▶ **What is being asked**
Copy out every line of the material below that contains the string "rise". Treat uppercase and lowercase letters as different.

====== Listing

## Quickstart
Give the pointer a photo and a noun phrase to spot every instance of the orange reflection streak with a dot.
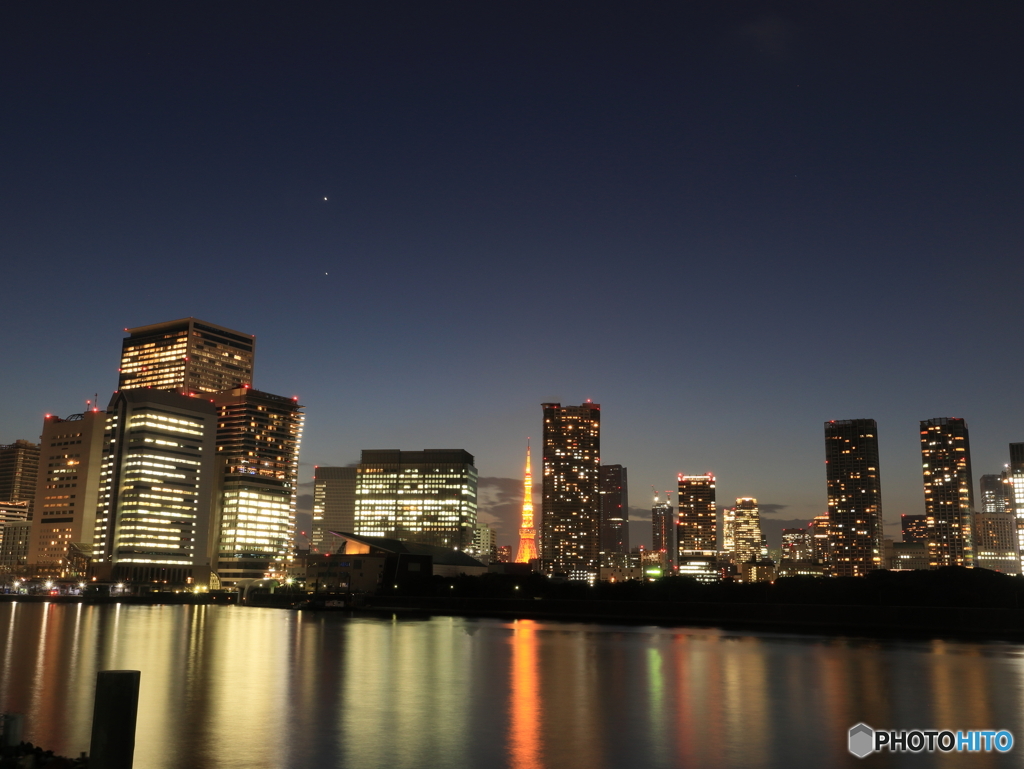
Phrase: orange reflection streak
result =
(524, 726)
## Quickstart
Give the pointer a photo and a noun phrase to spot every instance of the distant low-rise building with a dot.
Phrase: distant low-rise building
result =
(14, 546)
(702, 565)
(757, 570)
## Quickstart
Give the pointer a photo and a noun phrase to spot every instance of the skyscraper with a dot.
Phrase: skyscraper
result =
(427, 497)
(1017, 483)
(914, 528)
(258, 438)
(996, 493)
(797, 545)
(728, 539)
(68, 488)
(945, 454)
(18, 473)
(614, 510)
(817, 529)
(663, 520)
(854, 488)
(748, 540)
(334, 507)
(995, 545)
(570, 490)
(186, 355)
(527, 532)
(696, 526)
(155, 518)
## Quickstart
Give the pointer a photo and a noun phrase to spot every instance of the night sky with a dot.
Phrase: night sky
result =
(725, 222)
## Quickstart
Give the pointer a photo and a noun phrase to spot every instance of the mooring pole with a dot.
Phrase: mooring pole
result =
(114, 713)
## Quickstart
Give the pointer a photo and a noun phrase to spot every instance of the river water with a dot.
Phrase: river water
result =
(226, 686)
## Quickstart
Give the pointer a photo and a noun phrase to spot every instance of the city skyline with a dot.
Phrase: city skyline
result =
(434, 198)
(639, 514)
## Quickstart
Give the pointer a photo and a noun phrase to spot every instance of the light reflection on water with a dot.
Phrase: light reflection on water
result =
(224, 686)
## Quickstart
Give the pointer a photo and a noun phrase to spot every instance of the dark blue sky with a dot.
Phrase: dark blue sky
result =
(726, 222)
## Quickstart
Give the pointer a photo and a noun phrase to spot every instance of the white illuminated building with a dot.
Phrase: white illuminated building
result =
(427, 497)
(155, 519)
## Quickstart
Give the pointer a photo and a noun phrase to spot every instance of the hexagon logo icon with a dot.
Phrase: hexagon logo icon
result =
(861, 740)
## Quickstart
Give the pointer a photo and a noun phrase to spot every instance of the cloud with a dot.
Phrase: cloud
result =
(500, 506)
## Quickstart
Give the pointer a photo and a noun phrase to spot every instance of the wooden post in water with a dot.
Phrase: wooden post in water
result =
(114, 713)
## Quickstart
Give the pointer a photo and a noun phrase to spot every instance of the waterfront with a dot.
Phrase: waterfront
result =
(225, 686)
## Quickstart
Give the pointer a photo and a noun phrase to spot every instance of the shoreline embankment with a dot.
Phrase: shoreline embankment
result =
(883, 621)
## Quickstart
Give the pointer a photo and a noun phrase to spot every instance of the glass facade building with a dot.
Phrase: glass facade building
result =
(186, 355)
(614, 510)
(334, 507)
(696, 523)
(854, 488)
(570, 513)
(945, 454)
(68, 488)
(19, 472)
(258, 439)
(155, 517)
(427, 497)
(747, 530)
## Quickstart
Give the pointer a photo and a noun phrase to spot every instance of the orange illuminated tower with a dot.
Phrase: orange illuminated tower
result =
(527, 546)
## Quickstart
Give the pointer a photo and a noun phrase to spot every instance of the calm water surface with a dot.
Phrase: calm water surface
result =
(225, 686)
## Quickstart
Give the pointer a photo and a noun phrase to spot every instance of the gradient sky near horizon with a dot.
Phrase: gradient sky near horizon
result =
(725, 222)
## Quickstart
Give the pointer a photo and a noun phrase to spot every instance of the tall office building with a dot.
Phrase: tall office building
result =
(18, 473)
(1016, 476)
(570, 490)
(427, 497)
(945, 454)
(155, 518)
(614, 510)
(747, 532)
(798, 545)
(996, 545)
(14, 545)
(14, 515)
(914, 528)
(13, 512)
(727, 542)
(663, 520)
(696, 526)
(527, 529)
(67, 489)
(996, 493)
(817, 529)
(334, 507)
(258, 437)
(854, 488)
(186, 355)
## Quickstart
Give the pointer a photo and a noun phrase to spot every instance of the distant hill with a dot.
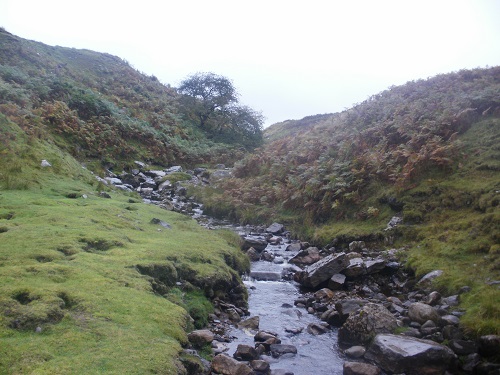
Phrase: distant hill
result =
(426, 152)
(99, 108)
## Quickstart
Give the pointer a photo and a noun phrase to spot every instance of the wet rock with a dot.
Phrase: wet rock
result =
(355, 268)
(322, 270)
(317, 328)
(258, 244)
(266, 256)
(463, 347)
(296, 246)
(223, 364)
(306, 257)
(253, 255)
(398, 354)
(161, 223)
(200, 337)
(250, 323)
(262, 367)
(489, 345)
(428, 278)
(358, 368)
(262, 336)
(324, 294)
(357, 246)
(278, 350)
(347, 306)
(451, 300)
(275, 228)
(245, 353)
(355, 351)
(433, 298)
(374, 266)
(449, 320)
(360, 327)
(337, 282)
(421, 312)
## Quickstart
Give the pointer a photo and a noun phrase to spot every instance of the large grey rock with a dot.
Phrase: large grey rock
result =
(257, 243)
(421, 313)
(200, 337)
(375, 265)
(245, 353)
(347, 306)
(489, 345)
(277, 350)
(250, 323)
(222, 364)
(427, 279)
(337, 282)
(358, 368)
(306, 257)
(275, 228)
(412, 356)
(356, 268)
(322, 270)
(361, 326)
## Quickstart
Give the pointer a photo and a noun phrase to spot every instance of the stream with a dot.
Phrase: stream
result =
(271, 298)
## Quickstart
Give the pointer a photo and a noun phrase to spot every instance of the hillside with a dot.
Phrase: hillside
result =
(100, 109)
(426, 152)
(89, 282)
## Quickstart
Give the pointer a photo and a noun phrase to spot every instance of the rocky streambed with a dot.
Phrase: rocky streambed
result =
(335, 310)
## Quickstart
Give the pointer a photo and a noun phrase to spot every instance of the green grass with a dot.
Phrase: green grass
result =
(70, 265)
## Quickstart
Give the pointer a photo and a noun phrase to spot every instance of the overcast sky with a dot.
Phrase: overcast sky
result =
(288, 59)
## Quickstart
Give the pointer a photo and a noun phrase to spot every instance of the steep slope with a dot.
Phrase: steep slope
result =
(89, 283)
(99, 108)
(426, 152)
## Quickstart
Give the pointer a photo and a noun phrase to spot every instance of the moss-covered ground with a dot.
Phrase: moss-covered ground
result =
(89, 284)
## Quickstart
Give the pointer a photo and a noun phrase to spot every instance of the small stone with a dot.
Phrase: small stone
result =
(355, 352)
(358, 368)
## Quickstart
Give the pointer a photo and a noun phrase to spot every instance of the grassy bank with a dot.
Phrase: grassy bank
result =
(94, 274)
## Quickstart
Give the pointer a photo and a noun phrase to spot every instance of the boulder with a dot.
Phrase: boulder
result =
(223, 364)
(250, 323)
(358, 368)
(296, 246)
(355, 268)
(278, 350)
(412, 356)
(427, 279)
(375, 265)
(275, 228)
(253, 254)
(337, 282)
(245, 353)
(316, 329)
(489, 345)
(322, 270)
(355, 351)
(357, 246)
(306, 257)
(201, 337)
(421, 313)
(260, 366)
(257, 243)
(360, 327)
(346, 306)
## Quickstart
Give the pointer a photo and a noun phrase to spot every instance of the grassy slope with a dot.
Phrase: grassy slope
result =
(68, 265)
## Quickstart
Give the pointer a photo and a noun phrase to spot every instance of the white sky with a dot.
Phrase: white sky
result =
(288, 59)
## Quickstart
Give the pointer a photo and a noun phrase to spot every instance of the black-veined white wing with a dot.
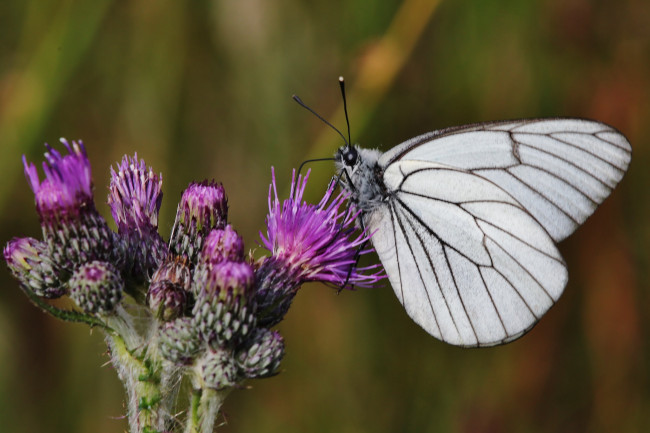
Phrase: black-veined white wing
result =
(560, 170)
(467, 236)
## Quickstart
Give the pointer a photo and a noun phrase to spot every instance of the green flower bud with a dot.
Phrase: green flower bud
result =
(218, 370)
(178, 341)
(261, 354)
(30, 263)
(96, 287)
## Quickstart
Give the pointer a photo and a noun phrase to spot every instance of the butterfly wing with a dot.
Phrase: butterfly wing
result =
(560, 170)
(468, 263)
(467, 234)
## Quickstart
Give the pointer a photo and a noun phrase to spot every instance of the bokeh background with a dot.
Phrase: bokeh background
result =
(202, 90)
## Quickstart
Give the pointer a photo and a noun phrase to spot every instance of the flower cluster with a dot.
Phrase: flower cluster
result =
(195, 306)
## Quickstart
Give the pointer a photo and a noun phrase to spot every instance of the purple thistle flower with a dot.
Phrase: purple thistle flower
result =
(308, 243)
(96, 287)
(224, 310)
(317, 242)
(203, 207)
(67, 187)
(135, 197)
(75, 233)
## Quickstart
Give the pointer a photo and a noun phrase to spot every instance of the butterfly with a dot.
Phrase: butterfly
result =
(465, 220)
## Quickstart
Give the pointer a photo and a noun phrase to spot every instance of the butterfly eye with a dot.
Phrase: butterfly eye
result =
(350, 156)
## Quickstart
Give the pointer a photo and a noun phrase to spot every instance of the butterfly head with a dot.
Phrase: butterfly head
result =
(347, 155)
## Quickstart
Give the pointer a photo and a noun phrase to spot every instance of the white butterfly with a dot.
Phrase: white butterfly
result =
(465, 219)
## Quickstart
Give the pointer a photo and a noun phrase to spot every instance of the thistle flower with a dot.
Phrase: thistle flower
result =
(30, 263)
(308, 243)
(73, 229)
(135, 197)
(203, 207)
(169, 289)
(96, 287)
(224, 311)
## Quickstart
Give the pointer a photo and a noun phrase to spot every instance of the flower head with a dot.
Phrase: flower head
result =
(75, 232)
(67, 188)
(96, 287)
(221, 245)
(135, 195)
(203, 207)
(317, 241)
(224, 311)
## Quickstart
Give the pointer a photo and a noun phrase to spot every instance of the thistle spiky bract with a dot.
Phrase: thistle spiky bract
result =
(197, 306)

============

▶ **Response to this exercise**
Give the pointer a photo and a noun phrase to spot every instance of the distant low-rise building with a dot.
Phrase: distant low-rise building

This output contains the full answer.